### RECORDS SUPPLIED

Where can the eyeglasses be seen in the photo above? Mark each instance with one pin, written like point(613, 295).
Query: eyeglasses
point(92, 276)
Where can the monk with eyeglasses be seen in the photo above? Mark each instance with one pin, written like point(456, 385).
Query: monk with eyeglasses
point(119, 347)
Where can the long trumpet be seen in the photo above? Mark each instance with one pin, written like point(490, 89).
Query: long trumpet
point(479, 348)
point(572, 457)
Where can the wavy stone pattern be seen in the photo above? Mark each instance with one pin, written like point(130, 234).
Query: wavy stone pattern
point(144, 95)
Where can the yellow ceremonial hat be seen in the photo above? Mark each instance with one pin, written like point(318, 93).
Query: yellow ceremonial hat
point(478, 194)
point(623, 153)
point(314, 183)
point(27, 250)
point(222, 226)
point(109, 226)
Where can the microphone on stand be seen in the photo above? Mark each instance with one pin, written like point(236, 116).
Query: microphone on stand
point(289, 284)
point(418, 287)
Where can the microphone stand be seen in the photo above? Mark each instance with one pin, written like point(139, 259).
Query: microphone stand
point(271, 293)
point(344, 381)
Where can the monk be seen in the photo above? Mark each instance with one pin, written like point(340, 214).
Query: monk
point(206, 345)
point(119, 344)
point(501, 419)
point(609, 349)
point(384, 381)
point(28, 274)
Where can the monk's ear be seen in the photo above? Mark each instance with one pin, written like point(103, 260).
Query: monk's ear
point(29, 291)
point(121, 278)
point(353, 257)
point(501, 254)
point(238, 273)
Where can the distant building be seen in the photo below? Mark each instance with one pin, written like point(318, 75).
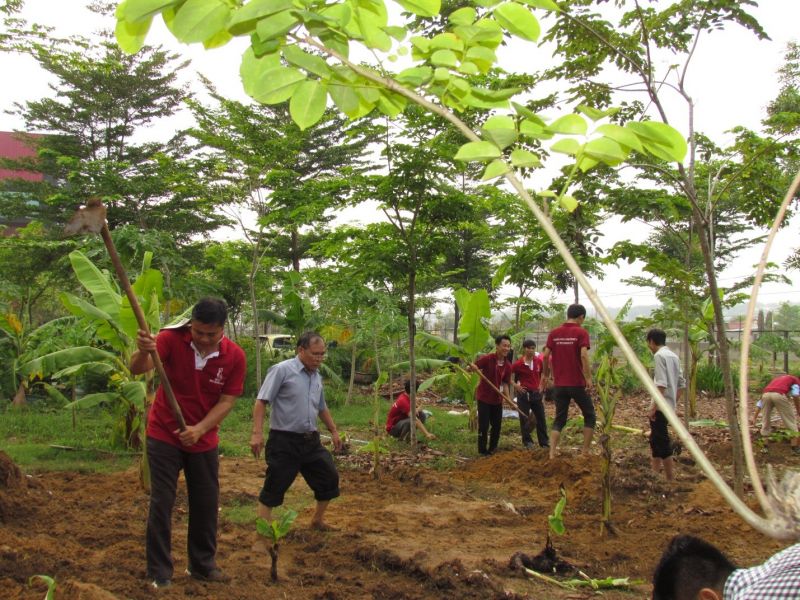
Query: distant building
point(13, 146)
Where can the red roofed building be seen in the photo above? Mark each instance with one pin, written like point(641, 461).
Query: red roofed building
point(13, 146)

######

(YOUR TASK): Rewrite all of the material with "Mark each instance" swapped for "Tag each instance" and nothing else altered, omitting the pictures.

(EXERCISE RESPONSE):
Where can the eyeglasses be seen in the photo above? Tag each instance with one pin, written like point(613, 295).
Query: eyeglasses
point(92, 276)
Where can the monk with eyeglasses be seen in the photo above? Tag each instance with one pin, written like point(456, 385).
Query: monk with eyeglasses
point(119, 347)
Where can the long trumpet be seen in the photo above? Tag each instance with one pin, written like point(490, 89).
Query: long trumpet
point(479, 348)
point(572, 457)
Where can the wavy stone pattern be seen in the photo above? Tag each instance with one pin, written like point(130, 234).
Query: wavy stone pattern
point(144, 95)
Where can the yellow ceremonial hat be seen in the photo above? Tag each instance with one pin, written like point(318, 93).
Query: yellow ceremonial hat
point(478, 194)
point(623, 153)
point(314, 183)
point(27, 250)
point(222, 226)
point(109, 226)
Where can the microphone on stand be seen in the photo above? Tag each instance with one pin, written like point(236, 116).
Query: microphone on stand
point(289, 284)
point(418, 287)
Where can the microphone stand be seen in the photo above? Tag each instance with one pin, written like point(139, 259).
Query: microphone stand
point(271, 293)
point(344, 381)
Where can the monk be seen in the photo above? Tag each instance with one pin, written like point(340, 214).
Query: monk
point(206, 345)
point(119, 344)
point(501, 419)
point(609, 349)
point(384, 381)
point(28, 274)
Where can the monk's ear be seen in the photo above? Tag each instance with one pin, written like point(103, 260).
Query: monk's ear
point(29, 291)
point(121, 278)
point(353, 257)
point(501, 254)
point(238, 273)
Where can the distant building be seen in the photo below? Tag each instance with one pin, written like point(318, 75).
Query: distant building
point(13, 146)
Where can the red roofed building be seen in the photo above? Tag each instance with one pin, written like point(641, 461).
Query: red roofed building
point(13, 146)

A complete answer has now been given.